Start of EXERCISE DATA

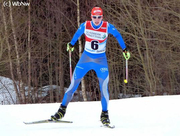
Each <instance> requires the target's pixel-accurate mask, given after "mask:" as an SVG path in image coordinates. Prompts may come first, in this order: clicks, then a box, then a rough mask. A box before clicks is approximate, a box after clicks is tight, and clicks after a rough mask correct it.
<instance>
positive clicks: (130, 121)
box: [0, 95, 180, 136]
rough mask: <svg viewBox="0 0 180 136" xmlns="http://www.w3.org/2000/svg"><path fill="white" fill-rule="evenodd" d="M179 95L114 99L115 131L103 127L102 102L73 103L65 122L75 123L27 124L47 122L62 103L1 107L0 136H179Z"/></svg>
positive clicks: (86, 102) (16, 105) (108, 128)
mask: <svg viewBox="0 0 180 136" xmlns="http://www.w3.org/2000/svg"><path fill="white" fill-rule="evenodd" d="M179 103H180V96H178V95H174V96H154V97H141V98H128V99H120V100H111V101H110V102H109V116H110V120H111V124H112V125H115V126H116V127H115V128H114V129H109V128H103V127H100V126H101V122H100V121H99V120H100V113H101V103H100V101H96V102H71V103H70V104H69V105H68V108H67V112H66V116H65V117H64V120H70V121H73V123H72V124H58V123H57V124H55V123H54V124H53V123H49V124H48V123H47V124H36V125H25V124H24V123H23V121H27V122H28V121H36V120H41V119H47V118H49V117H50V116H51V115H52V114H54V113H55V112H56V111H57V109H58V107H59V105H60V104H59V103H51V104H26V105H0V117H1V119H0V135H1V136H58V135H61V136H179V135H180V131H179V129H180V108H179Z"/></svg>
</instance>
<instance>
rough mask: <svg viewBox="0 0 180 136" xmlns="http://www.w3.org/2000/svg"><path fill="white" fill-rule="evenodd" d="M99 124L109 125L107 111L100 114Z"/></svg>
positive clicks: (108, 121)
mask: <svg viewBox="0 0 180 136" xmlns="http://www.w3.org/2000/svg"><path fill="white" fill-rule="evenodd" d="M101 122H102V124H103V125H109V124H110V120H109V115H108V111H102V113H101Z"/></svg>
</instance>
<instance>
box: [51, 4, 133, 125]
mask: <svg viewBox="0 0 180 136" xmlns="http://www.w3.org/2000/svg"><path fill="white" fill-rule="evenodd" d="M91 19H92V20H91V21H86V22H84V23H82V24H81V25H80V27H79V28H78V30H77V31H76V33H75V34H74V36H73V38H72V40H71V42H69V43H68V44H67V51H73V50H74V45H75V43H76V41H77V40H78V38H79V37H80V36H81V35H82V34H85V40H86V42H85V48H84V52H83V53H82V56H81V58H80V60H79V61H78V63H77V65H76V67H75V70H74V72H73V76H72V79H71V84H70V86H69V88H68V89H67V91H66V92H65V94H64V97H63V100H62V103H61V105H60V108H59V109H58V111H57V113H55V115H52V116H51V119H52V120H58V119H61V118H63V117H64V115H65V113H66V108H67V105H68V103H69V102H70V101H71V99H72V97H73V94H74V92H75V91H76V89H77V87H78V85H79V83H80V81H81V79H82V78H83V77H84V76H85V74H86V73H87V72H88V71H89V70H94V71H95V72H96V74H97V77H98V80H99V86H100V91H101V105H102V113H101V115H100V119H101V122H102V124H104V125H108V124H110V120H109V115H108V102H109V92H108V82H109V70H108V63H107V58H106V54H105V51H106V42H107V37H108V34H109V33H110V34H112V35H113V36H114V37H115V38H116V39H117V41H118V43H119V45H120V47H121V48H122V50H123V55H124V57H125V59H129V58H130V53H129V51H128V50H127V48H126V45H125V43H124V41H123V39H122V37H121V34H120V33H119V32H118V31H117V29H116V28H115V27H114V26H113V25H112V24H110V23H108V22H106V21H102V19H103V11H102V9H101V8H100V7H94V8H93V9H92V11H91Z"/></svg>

End of EXERCISE DATA
Start of EXERCISE DATA

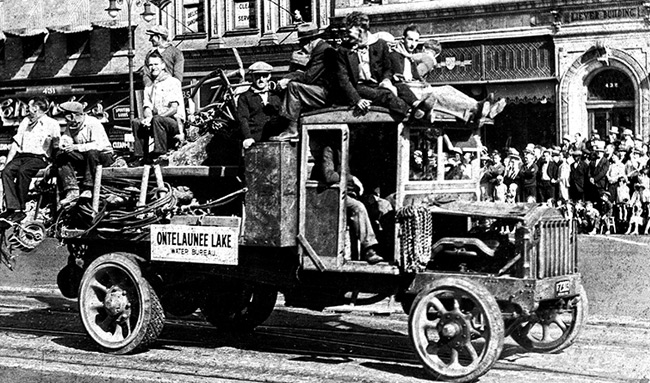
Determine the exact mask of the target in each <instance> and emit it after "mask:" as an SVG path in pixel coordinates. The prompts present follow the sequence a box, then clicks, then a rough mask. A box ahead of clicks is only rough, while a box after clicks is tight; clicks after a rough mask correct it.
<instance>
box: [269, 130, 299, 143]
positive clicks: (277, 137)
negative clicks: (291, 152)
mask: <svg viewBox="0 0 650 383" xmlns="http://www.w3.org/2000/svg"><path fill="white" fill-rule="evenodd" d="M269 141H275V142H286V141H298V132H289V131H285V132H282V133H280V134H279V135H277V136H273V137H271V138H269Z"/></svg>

End of EXERCISE DATA

GOAL OF THE EXERCISE. For this exercise, repeat exactly the lines of the data above from the one with "Determine the exact" down to the one with "positive clicks: (277, 137)", both end lines included.

ANSWER AREA.
Determine the exact mask of the target in each <instance> and emit it after "mask:" as an SVG path in pixel coordinates. The prompts present follow the sequence a box, then clicks, then a rough mask. A box ahead of clicks is only rough, while a box after clicks is tight; clicks after a rough mask correct it.
<instance>
box: [269, 130, 299, 143]
positive clicks: (277, 137)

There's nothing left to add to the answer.